* BEGIN Working data *

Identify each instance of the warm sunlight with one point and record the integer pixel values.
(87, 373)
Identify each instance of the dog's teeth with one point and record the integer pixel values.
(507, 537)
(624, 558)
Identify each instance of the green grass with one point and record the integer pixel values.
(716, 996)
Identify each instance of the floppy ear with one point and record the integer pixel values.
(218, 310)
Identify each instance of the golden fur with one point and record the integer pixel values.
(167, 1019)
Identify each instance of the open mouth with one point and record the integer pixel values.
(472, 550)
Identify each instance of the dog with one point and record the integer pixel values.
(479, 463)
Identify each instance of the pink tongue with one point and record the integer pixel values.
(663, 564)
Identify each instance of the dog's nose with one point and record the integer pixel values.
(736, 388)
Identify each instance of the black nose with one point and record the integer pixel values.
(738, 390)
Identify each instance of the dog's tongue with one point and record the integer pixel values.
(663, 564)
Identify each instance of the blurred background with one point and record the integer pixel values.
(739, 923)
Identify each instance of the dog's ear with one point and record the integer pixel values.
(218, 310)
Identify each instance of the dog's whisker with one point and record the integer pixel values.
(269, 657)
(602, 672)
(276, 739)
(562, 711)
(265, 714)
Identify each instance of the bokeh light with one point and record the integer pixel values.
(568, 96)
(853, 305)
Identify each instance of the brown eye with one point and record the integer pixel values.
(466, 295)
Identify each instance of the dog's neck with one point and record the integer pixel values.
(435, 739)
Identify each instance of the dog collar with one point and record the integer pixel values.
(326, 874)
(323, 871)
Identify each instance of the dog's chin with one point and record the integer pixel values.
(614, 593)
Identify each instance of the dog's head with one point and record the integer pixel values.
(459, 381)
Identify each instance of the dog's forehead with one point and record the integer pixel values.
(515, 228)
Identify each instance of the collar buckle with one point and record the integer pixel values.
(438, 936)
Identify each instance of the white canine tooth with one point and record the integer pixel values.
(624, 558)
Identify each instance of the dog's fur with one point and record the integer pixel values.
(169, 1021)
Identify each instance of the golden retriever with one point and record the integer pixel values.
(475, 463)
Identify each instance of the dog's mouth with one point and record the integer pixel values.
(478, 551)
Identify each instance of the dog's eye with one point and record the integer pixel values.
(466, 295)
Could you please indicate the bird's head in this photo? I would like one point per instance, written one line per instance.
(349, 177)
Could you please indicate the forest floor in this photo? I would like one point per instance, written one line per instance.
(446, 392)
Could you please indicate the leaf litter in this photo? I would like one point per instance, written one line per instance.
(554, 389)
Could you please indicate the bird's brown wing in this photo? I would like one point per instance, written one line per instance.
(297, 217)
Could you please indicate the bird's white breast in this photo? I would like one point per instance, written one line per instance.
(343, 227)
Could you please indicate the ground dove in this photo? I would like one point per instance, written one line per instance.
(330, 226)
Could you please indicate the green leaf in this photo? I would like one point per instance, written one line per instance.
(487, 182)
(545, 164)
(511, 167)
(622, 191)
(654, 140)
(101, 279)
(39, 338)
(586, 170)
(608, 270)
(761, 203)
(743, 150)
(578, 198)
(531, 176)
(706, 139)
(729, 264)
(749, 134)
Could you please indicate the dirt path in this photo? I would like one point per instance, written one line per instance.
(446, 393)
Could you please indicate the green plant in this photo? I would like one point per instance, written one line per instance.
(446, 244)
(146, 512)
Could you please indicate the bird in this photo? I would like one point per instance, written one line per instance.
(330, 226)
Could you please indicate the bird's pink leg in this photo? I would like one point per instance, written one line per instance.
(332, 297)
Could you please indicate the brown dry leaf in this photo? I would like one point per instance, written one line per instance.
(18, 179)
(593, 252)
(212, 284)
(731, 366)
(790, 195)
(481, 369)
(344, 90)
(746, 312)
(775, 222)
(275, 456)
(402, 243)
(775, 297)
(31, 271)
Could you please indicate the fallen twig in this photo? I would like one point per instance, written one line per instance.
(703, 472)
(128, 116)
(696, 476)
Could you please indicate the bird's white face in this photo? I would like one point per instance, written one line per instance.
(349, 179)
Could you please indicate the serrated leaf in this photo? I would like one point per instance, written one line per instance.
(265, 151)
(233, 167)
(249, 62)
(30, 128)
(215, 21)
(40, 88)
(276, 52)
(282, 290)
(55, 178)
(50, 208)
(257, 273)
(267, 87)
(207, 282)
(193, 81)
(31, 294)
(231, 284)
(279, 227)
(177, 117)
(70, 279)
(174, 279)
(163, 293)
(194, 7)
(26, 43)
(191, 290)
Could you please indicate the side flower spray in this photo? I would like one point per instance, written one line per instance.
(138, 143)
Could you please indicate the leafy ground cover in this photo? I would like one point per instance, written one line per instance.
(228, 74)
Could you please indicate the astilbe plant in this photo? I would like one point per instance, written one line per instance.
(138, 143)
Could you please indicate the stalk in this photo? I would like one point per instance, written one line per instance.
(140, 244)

* END Working data *

# [Challenge]
Quote the material exactly, leaving nothing out.

# [Correct output]
Identify each instance of the warm sunlight with one point and record the integer pixel values.
(87, 373)
Identify each instance of the dog's teeth with one point and record the integer pixel values.
(507, 537)
(624, 558)
Identify each instance of the green grass with one point and record the integer pixel values.
(716, 996)
Identify each instance of the floppy ear with one point and record the integer pixel values.
(218, 310)
Identify each instance of the golden fur with one point and record the integer pixel values.
(167, 1019)
Identify each instance of the open mouth with one point and record the integer pixel values.
(472, 550)
Identify each instance of the dog with one point and record the integer pixel values.
(479, 463)
Identify each instance of the pink tongue with one point and record the integer pixel values.
(663, 564)
Identify each instance of the dog's nose with one point and record the integer pixel values.
(736, 388)
Identify each instance of the black nose with one point and record the integer pixel values.
(738, 390)
Identify each instance of the dog's tongue with one point and record the integer pixel values.
(663, 564)
Identify each instance of the blurred background with one point and record the integer pixel values.
(739, 923)
Identify each instance of the dog's ear with one point and record the integer pixel values.
(218, 310)
Identify each instance of the dog's whisker with one point and record the integer pixel values.
(269, 657)
(602, 672)
(276, 739)
(562, 711)
(265, 714)
Identify each instance of the bokeh light with one point and record the integer pixel values.
(568, 96)
(853, 305)
Identify each instance of the brown eye with one point and record the integer pixel values.
(466, 295)
Identify each instance of the dog's neck with one point and record the integer pixel values.
(435, 739)
Identify each instance of the dog collar with one point and record the integer pixel values.
(326, 874)
(323, 871)
Identify each instance of the dog's chin with one point and record the integer pixel values.
(614, 593)
Identify each instance of the dog's head with one point and record the integer pixel values.
(459, 381)
Identify each instance of the dog's forehead with one point and record the integer pixel values.
(515, 228)
Identify each instance of the collar buckle with one point and record the integer pixel values.
(438, 936)
Identify each instance of the white canine tooth with one point and record the integer pixel values.
(624, 558)
Identify each instance of the dog's fur with one point and record the integer pixel values.
(169, 1021)
Identify each instance of the golden retriever with one point and record the integer pixel values.
(475, 463)
Identify each instance of the dog's mouth with one point and record the integer pixel values.
(478, 551)
Identify each instance of the dog's eye with one point and record the integer pixel values.
(466, 295)
Could you please indicate the bird's head in this photo? I would like one point per instance, written one line per instance.
(349, 177)
Could you please indicate the forest floor in this photo? I would like one point per instance, written one line per instance.
(446, 392)
Could you please indicate the leaf litter in this photo? I would like one point per instance, written one line per instance.
(554, 389)
Could you please indicate the bird's brown wing in this photo? I would like one point per instance, written one line per instance.
(297, 217)
Could you please indicate the bird's white breast in this photo? I would like one point per instance, written one line per instance.
(343, 227)
Could you please indicate the ground dove in this photo? I would like one point per instance, written one line per instance.
(330, 226)
Could you please indicate the green leaf in this photo? I would like one point per instance, written one line per instance.
(487, 182)
(545, 164)
(511, 167)
(622, 191)
(654, 140)
(101, 279)
(39, 338)
(586, 170)
(608, 270)
(761, 203)
(743, 150)
(578, 198)
(531, 176)
(706, 139)
(729, 264)
(749, 134)
Could you please indicate the dirt path in this photo? I would like one point per instance, written one line per instance.
(446, 393)
Could you please indicate the green plant in this photo? I would like one point per instance, written one line per instance.
(446, 244)
(146, 512)
Could you please indicate the bird in this photo? I would like one point per instance, written one line per instance.
(330, 226)
Could you please indicate the bird's pink leg in this photo? I would like one point per instance, written one line per instance.
(332, 297)
Could you please indicate the brown dry leaf in this photo? I would like one point per instance, written one line per instance.
(18, 179)
(593, 252)
(212, 284)
(731, 366)
(790, 195)
(481, 369)
(344, 90)
(746, 312)
(775, 222)
(275, 456)
(402, 243)
(775, 297)
(31, 271)
Could you please indicate the fallen twig in this photo? I would like one point per instance, written one line per instance.
(703, 472)
(128, 116)
(696, 476)
Could you please indicate the bird's white face in this photo? I would like one point per instance, written one line per instance.
(349, 179)
Could you please indicate the serrated leaf in this photo? I would like one point per instance, written one line per instance.
(265, 151)
(233, 167)
(249, 62)
(30, 128)
(215, 21)
(40, 88)
(276, 52)
(282, 290)
(55, 178)
(50, 208)
(257, 273)
(267, 87)
(207, 282)
(193, 81)
(31, 294)
(231, 284)
(279, 227)
(177, 117)
(70, 279)
(174, 279)
(163, 293)
(194, 7)
(26, 43)
(191, 290)
Could you please indicate the side flower spray in this photo? I would like one point per instance, written one line per instance.
(138, 143)
Could you please indicate the leafy ground cover in this photo? I would like one point per instance, written one line per instance.
(228, 74)
Could you please indicate the astilbe plant in this photo? I would like one point per instance, written one line per instance.
(138, 143)
Could you please indicate the stalk in this photo? I would like one point per instance, written one line per instance.
(140, 244)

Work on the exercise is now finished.